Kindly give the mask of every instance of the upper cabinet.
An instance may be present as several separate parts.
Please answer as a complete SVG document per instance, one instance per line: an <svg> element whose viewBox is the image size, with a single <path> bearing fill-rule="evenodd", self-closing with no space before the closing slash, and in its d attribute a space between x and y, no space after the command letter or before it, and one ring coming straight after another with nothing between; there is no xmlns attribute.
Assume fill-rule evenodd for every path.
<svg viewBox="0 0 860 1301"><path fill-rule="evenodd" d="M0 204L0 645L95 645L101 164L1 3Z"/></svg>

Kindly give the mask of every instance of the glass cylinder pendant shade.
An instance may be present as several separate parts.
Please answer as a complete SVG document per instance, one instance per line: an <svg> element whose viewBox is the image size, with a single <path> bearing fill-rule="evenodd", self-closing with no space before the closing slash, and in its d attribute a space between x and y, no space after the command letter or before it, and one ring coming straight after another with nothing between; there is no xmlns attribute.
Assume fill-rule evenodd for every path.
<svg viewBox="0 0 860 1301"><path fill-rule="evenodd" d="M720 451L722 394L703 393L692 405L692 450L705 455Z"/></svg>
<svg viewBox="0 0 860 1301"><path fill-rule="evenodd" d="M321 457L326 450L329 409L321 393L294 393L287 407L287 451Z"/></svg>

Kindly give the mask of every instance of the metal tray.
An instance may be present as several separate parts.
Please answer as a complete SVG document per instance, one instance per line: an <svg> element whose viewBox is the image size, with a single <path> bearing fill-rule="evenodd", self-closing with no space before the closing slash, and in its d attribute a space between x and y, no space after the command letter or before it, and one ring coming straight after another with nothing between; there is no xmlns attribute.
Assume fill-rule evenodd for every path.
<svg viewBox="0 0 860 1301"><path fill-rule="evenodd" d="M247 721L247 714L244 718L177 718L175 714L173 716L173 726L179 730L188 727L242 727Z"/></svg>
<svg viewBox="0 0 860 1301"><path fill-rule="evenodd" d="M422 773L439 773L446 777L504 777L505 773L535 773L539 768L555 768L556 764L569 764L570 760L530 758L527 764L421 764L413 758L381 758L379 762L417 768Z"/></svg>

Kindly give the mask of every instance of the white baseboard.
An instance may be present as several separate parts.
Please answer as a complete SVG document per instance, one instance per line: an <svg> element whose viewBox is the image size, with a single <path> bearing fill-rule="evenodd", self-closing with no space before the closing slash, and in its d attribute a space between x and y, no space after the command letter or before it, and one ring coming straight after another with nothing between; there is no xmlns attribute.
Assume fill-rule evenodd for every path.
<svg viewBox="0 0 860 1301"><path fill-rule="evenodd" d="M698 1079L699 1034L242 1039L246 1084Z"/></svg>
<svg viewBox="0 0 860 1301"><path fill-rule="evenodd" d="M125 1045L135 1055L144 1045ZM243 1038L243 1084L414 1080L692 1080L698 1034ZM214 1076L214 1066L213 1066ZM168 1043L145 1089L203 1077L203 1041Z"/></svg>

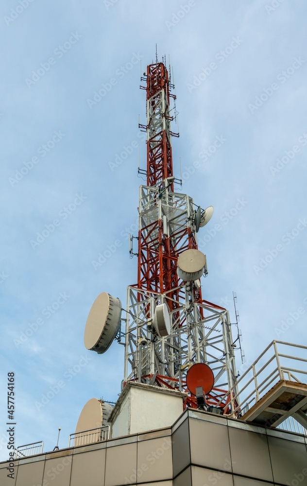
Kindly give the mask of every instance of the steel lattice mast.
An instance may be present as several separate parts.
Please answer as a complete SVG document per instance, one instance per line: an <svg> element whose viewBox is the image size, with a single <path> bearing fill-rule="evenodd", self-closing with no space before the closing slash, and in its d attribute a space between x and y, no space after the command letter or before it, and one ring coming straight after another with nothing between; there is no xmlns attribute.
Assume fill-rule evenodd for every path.
<svg viewBox="0 0 307 486"><path fill-rule="evenodd" d="M144 73L145 74L145 73ZM179 278L177 261L183 251L197 249L195 205L174 191L170 98L173 86L164 62L147 67L147 185L139 190L137 283L127 289L124 381L185 387L188 367L205 363L213 370L211 403L236 383L228 312L203 299L202 289ZM133 250L132 250L133 252ZM153 317L156 306L170 309L171 331L161 337ZM191 399L188 404L193 405Z"/></svg>

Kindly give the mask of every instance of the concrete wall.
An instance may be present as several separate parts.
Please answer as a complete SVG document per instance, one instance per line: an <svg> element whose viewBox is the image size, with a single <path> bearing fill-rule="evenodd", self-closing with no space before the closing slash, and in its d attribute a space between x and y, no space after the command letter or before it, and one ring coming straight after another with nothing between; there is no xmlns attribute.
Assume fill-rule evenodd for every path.
<svg viewBox="0 0 307 486"><path fill-rule="evenodd" d="M148 433L0 463L1 486L307 486L307 436L198 410Z"/></svg>

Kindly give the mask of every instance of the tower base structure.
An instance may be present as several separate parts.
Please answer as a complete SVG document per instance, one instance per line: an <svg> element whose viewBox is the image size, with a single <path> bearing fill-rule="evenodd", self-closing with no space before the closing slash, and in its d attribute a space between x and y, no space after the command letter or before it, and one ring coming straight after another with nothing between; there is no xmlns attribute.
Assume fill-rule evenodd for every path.
<svg viewBox="0 0 307 486"><path fill-rule="evenodd" d="M176 390L128 382L109 417L112 438L171 426L188 397Z"/></svg>

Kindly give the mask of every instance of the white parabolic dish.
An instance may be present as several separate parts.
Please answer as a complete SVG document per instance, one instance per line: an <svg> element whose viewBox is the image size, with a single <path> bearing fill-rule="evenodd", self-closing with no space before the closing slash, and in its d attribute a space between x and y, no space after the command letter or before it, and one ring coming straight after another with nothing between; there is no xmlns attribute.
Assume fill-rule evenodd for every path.
<svg viewBox="0 0 307 486"><path fill-rule="evenodd" d="M106 292L100 294L88 314L84 331L87 349L101 354L110 347L120 326L121 303Z"/></svg>
<svg viewBox="0 0 307 486"><path fill-rule="evenodd" d="M186 250L178 259L177 273L178 277L187 282L200 278L204 273L206 257L199 250Z"/></svg>
<svg viewBox="0 0 307 486"><path fill-rule="evenodd" d="M154 310L154 327L159 336L171 334L171 318L166 304L160 304Z"/></svg>
<svg viewBox="0 0 307 486"><path fill-rule="evenodd" d="M213 211L214 210L213 206L208 206L206 209L205 209L203 214L200 221L200 226L203 227L205 226L207 223L209 223L212 217Z"/></svg>
<svg viewBox="0 0 307 486"><path fill-rule="evenodd" d="M80 415L76 432L83 432L108 424L109 416L113 407L97 398L92 398L87 401Z"/></svg>

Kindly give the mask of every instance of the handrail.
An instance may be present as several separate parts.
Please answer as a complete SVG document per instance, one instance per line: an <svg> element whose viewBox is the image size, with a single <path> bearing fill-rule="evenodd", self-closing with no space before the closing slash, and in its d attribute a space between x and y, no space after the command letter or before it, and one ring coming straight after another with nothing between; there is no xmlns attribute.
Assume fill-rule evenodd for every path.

## Required work:
Drop the images and repeat the data exactly.

## Output for this exercise:
Kindly give the mask of every instance of the upper cabinet.
An instance may be present as several separate parts.
Please answer as a complete SVG document per instance, one instance per line: an <svg> element whose viewBox is the image size, with a single <path> bearing fill-rule="evenodd", self-closing with no space before the closing slash, and in its d attribute a space between x and y, no space after the command letter or before it, and one ring coming straight after another with nothing between; there is no xmlns attribute.
Assume fill-rule evenodd for every path.
<svg viewBox="0 0 860 1301"><path fill-rule="evenodd" d="M0 204L0 645L95 645L101 164L1 3Z"/></svg>

Kindly give the mask of every instance of the glass cylinder pendant shade.
An instance may be present as several separate parts.
Please answer as a complete SVG document per instance, one instance per line: an <svg> element whose viewBox is the image size, with a single <path> bearing fill-rule="evenodd", self-closing with no space before the closing slash, and in its d attribute a space between x and y, no space after the command letter or before it, and one ring coming straight after another with nothing between; there is no xmlns attribute.
Assume fill-rule evenodd for every path.
<svg viewBox="0 0 860 1301"><path fill-rule="evenodd" d="M720 451L722 394L703 393L692 405L692 450L705 455Z"/></svg>
<svg viewBox="0 0 860 1301"><path fill-rule="evenodd" d="M321 457L326 450L329 409L321 393L294 393L287 407L287 451Z"/></svg>

Kindly give the mask of every instance of the metal tray.
An instance may be present as several separate parts.
Please answer as a complete SVG document per instance, one instance per line: an <svg> element whose viewBox is the image size, with a single <path> bearing fill-rule="evenodd", self-closing with no space before the closing slash, and in its d attribute a space between x and y, no space after the command letter or before it, and one ring coming straight after another with nothing between; there is no xmlns attribute.
Assume fill-rule evenodd for every path.
<svg viewBox="0 0 860 1301"><path fill-rule="evenodd" d="M247 721L247 714L244 718L177 718L175 714L173 716L173 726L179 730L188 727L242 727Z"/></svg>
<svg viewBox="0 0 860 1301"><path fill-rule="evenodd" d="M422 773L439 773L446 777L504 777L505 773L535 773L539 768L555 768L556 764L569 764L570 760L530 758L527 764L421 764L413 758L381 758L379 762L417 768Z"/></svg>

Kindly give the mask of every instance of the white baseboard.
An instance may be present as several separate parts.
Please answer as a complete SVG document per instance, one instance per line: an <svg> element whose viewBox is the image size, with a single <path> bearing fill-rule="evenodd", self-closing with no space before the closing slash, and in its d attribute a space between x and y, no space after the command letter or before it, and one ring coming straight after another with nothing between; there is no xmlns attribute.
Assume fill-rule evenodd for every path.
<svg viewBox="0 0 860 1301"><path fill-rule="evenodd" d="M698 1079L699 1034L242 1039L246 1084Z"/></svg>
<svg viewBox="0 0 860 1301"><path fill-rule="evenodd" d="M125 1045L135 1055L144 1045ZM243 1038L243 1084L414 1080L692 1080L698 1034ZM214 1076L214 1066L213 1066ZM168 1043L145 1089L203 1077L203 1041Z"/></svg>

Kindly give the mask of every instance of the steel lattice mast.
An instance may be present as several separate parts.
Please answer as a complete SVG document per instance, one instance per line: an <svg> element whose viewBox is the image size, with a single <path> bearing fill-rule="evenodd", self-closing with no space before the closing slash, and in its d attribute a space between x and y, no space after the command letter or before it, and one ring coming straight after another with nothing between; there is no xmlns attribute.
Assume fill-rule evenodd for every path.
<svg viewBox="0 0 307 486"><path fill-rule="evenodd" d="M144 73L145 74L145 73ZM179 278L177 261L183 251L197 249L195 205L174 191L170 98L173 86L164 62L147 67L147 185L139 190L137 283L127 289L124 381L185 387L188 367L205 363L213 370L211 403L236 383L228 312L203 299L202 289ZM133 250L132 250L133 252ZM153 317L156 306L170 309L171 331L161 337ZM191 399L188 404L193 405Z"/></svg>

Kindly give the mask of every instance of the concrete wall.
An instance may be present as several separate parts.
Please answer as a complete SVG document per instance, one instance per line: an <svg> element whose viewBox is the image size, with a single <path> bearing fill-rule="evenodd", self-closing with no space before the closing slash, and in its d attribute a space between x and y, no space after the command letter or before it, and one ring coming straight after another with nothing between; there is no xmlns attribute.
Assume fill-rule evenodd for every path.
<svg viewBox="0 0 307 486"><path fill-rule="evenodd" d="M148 433L0 463L1 486L307 486L307 436L198 410Z"/></svg>

Kindly give the mask of every instance of the tower base structure.
An instance may be present as several separate parts.
Please answer as a complete SVG document per instance, one instance per line: an <svg> element whose viewBox is the image size, with a single <path> bearing fill-rule="evenodd", self-closing with no space before the closing slash, and in its d attribute a space between x and y, no space after the command letter or before it, and one ring coming straight after another with nothing between; there is no xmlns attribute.
Assume fill-rule evenodd for every path.
<svg viewBox="0 0 307 486"><path fill-rule="evenodd" d="M176 390L128 382L109 417L112 438L171 426L188 397Z"/></svg>

Kindly give the mask of every instance of the white parabolic dish.
An instance may be present as several separate parts.
Please answer as a complete SVG document per instance, one instance per line: an <svg> element whose viewBox is the image size, with a single <path> bearing fill-rule="evenodd", self-closing with no space before the closing slash, and in its d attribute a space between x and y, no space after the command letter or before it, and one ring coming straight after another with nothing between; there is no xmlns attribute.
Assume fill-rule evenodd for every path.
<svg viewBox="0 0 307 486"><path fill-rule="evenodd" d="M106 292L100 294L88 314L84 331L87 349L101 354L110 347L120 326L121 303Z"/></svg>
<svg viewBox="0 0 307 486"><path fill-rule="evenodd" d="M186 250L178 259L177 273L178 277L187 282L200 278L204 273L206 257L199 250Z"/></svg>
<svg viewBox="0 0 307 486"><path fill-rule="evenodd" d="M154 310L154 327L159 336L171 334L171 318L166 304L160 304Z"/></svg>
<svg viewBox="0 0 307 486"><path fill-rule="evenodd" d="M213 211L214 210L213 206L208 206L206 209L205 209L203 214L200 221L200 226L203 227L205 226L207 223L209 223L212 217Z"/></svg>
<svg viewBox="0 0 307 486"><path fill-rule="evenodd" d="M80 415L76 432L83 432L108 424L109 416L113 407L97 398L92 398L87 401Z"/></svg>

Kindly give the mask of every instance of the handrail.
An instance may be present as several separate parts.
Please answer as a complete SVG document per instance, one instance per line: an <svg> element whose viewBox is the image size, with a single <path> bearing fill-rule="evenodd", self-closing with no space before the closing slash, and in its d attribute a space between x and y, no space after the command letter or before it, and one ring coming straight after another with nothing between; there is no xmlns attribute.
Assume fill-rule evenodd for every path.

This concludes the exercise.